Provided passage>
—————
Add Your Voice to the Oberlin History Lessons Project
Editor’s note: Last semester, three students, seniors Sarah Cheshire and Cuyler Otsuka and sophomore Lillian White, had an idea for a community-wide project that would be held in conjunction with U.S. Poet Laureate Natasha Trethewey’s March 4, 2014, visit to campus. With support from the Office of the Dean of Students, the Multicultural Resource Center, the Bonner Center for Service and Learning, the Office of Religious and Spiritual Life, and Oberlin’s Convocation Series, submissions to the project, Oberlin History Lessons, will be incorporated into an art work to be installed in Finney Chapel in time for Trethewey’s Convocation address. The deadline for submissions is Monday, February 24.
Cuyler Otsuka, Lillian White, and I invite you to participate in community affirmation/conscientious self-reflection/installment art project to be produced in conjunction with United States Poet Laureate Natasha Trethewey’s March 4 Convocation.
A biracial artist, Trethewey was raised in Mississippi in the period immediately following the Civil Rights Movement of the 1960s. Her poem “History Lesson” speaks to the memory of a photograph taken of her standing on a beach in Mississippi in 1970, in the same spot her grandmother stood 40 years earlier while the beach was still segregated. More broadly, the poem grapples with both her subjective positioning within this photograph and her emergent awareness of the larger histories framing it.
For this project, we invite you to write your own “History Lesson” statement. This statement can take the form of a poem, a story, a monologue, a stream-of-conscious narrative, or any other written medium you see fit. Your voice can take any form: abstract or concrete, lyrical or prosaic, methodical or haphazard, angry or nostalgic, bold or soft. The only requirement is that it should be rooted in your own experiences. Your lived and embodied knowledge is powerful. Speak your truth!
—————
Record list>
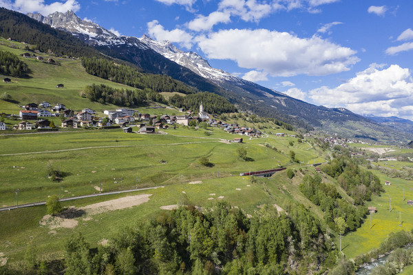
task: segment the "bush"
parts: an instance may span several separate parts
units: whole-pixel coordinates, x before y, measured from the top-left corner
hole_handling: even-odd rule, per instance
[[[294,172],[291,169],[287,170],[287,176],[288,179],[293,179],[294,177]]]

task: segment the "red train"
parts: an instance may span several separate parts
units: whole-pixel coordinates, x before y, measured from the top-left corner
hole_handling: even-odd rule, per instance
[[[278,171],[285,170],[287,168],[285,167],[282,167],[281,168],[271,169],[269,170],[246,172],[245,173],[240,173],[240,176],[255,176],[266,173],[275,173]]]

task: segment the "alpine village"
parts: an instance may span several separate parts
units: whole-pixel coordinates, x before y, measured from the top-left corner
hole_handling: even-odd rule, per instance
[[[413,274],[409,120],[72,10],[0,8],[0,274]]]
—————
Stated problem 1>
Format every line of the listing as a Markdown table with the columns No. and Entry, numbering the rows and omitting blank lines. Leave the pictures out of your answer.
Stated problem 2>
Resume the passage on the Oberlin History Lessons Project after its final sentence.
The passage about the Oberlin History Lessons Project has no connection to the listing.

Final result 1>
| No. | Entry |
|---|---|
| 1 | task: segment the "bush" |
| 2 | parts: an instance may span several separate parts |
| 3 | units: whole-pixel coordinates, x before y, measured from the top-left corner |
| 4 | hole_handling: even-odd rule, per instance |
| 5 | [[[294,172],[291,169],[287,170],[287,176],[288,179],[293,179],[294,177]]] |
| 6 | task: segment the "red train" |
| 7 | parts: an instance may span several separate parts |
| 8 | units: whole-pixel coordinates, x before y, measured from the top-left corner |
| 9 | hole_handling: even-odd rule, per instance |
| 10 | [[[278,171],[285,170],[287,168],[285,167],[282,167],[281,168],[271,169],[269,170],[246,172],[245,173],[240,173],[240,176],[255,176],[266,173],[275,173]]] |
| 11 | task: segment the "alpine village" |
| 12 | parts: an instance may span several separate parts |
| 13 | units: whole-pixel coordinates, x before y, measured from the top-left corner |
| 14 | hole_handling: even-odd rule, per instance |
| 15 | [[[413,274],[409,120],[72,10],[0,8],[0,274]]] |

Final result 2>
We hope that this project will serve as a platform through which to examine the plurality of experiences that exist within the Oberlin community and the ways in which our individual identities have been sculpted by and within larger sociopolitical, historical, and interpersonal contexts.
For our installation, we envision each individual statement hung in a web to symbolize how each story stands on its own but also is informed by/connected to each other. After Trethewey’s Convocation, we will move the installation to the Science Center, and later, we hope, to Oberlin Community Services and the Oberlin Public Library.
For more information, guidelines, and helpful tips, download the project’s statement of purpose and guidelines. You may make your submission by e-mailing it to email@example.com or send them to OCMR 0378. The deadline for submissions is Monday, February 24.
If you have any questions, please feel free to contact us at firstname.lastname@example.org.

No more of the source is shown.